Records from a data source
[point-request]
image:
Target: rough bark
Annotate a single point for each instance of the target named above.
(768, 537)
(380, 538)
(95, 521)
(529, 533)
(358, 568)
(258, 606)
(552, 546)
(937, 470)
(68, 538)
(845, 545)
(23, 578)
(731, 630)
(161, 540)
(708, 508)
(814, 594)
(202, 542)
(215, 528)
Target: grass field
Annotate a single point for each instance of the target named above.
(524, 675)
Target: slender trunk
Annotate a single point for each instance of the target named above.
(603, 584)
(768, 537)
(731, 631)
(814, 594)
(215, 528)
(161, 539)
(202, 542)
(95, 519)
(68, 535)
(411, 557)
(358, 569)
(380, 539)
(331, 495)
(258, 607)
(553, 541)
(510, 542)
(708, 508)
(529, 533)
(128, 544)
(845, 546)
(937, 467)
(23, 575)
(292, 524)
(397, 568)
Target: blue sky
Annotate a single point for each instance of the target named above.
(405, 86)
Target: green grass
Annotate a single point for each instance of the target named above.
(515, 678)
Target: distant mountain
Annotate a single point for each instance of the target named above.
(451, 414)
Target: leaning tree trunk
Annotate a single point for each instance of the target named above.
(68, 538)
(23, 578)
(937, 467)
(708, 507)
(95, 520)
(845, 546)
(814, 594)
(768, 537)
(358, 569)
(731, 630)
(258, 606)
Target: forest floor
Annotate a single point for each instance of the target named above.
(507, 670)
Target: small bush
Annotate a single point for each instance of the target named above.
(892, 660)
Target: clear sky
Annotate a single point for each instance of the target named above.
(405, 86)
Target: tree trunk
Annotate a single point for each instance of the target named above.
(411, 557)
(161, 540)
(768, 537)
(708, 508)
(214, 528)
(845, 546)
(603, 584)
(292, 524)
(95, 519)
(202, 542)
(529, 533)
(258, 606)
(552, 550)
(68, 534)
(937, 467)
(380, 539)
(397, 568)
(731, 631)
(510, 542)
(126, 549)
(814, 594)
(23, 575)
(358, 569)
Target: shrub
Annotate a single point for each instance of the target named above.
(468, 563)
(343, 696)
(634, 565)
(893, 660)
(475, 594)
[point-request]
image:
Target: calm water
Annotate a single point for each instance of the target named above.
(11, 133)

GIVEN REQUEST -> Rewrite all the rows above, putting "Mark" wherever "Annotate" appears and leaving everything else unchanged.

REPLY TO THE TASK ->
[point-request]
image:
Target: rough bark
Mark a single point for each instance of the target named above.
(768, 537)
(380, 538)
(95, 521)
(529, 533)
(358, 568)
(258, 606)
(552, 546)
(937, 470)
(68, 538)
(845, 545)
(23, 578)
(731, 630)
(161, 540)
(708, 508)
(814, 594)
(202, 542)
(215, 528)
Target: grass field
Mark a single point for each instance of the target named above.
(524, 675)
Target: slender trunk
Mark a single point for each instance of the target named above.
(603, 584)
(768, 537)
(731, 631)
(814, 594)
(215, 528)
(161, 539)
(202, 542)
(95, 519)
(68, 535)
(411, 557)
(358, 569)
(380, 539)
(331, 495)
(258, 607)
(553, 541)
(510, 542)
(708, 508)
(529, 533)
(128, 544)
(845, 546)
(937, 467)
(23, 575)
(292, 524)
(397, 568)
Target: blue sky
Mark a single point for each instance of the target named above.
(405, 86)
Target: green grass
Mark a single point for each instance of the target named above.
(515, 678)
Target: distant mountain
Mark a single point for each instance of the target named above.
(451, 414)
Target: leaning tree trunk
Mark a single point for each instance of the target named above.
(68, 538)
(23, 578)
(937, 467)
(708, 507)
(95, 520)
(845, 546)
(814, 594)
(768, 537)
(358, 569)
(731, 630)
(258, 606)
Target: forest floor
Mark a single point for each instance of the target named above.
(507, 670)
Target: small bush
Mark a single point for each instance of the target named above.
(892, 660)
Target: clear sky
Mark a single point for each instance of the target named above.
(405, 86)
Target: tree trunk
Mark a single point for each instance of the target named above.
(411, 557)
(161, 540)
(768, 537)
(708, 508)
(214, 528)
(845, 546)
(603, 584)
(292, 524)
(95, 519)
(202, 542)
(529, 533)
(258, 606)
(552, 550)
(68, 534)
(937, 467)
(380, 539)
(397, 568)
(731, 631)
(510, 542)
(126, 549)
(814, 594)
(23, 575)
(358, 569)
Target: shrub
Mark a single point for each instance of the target named above.
(468, 563)
(343, 696)
(634, 565)
(893, 660)
(475, 594)
[point-request]
image:
Target: calm water
Mark a single point for each instance of the target named above.
(11, 133)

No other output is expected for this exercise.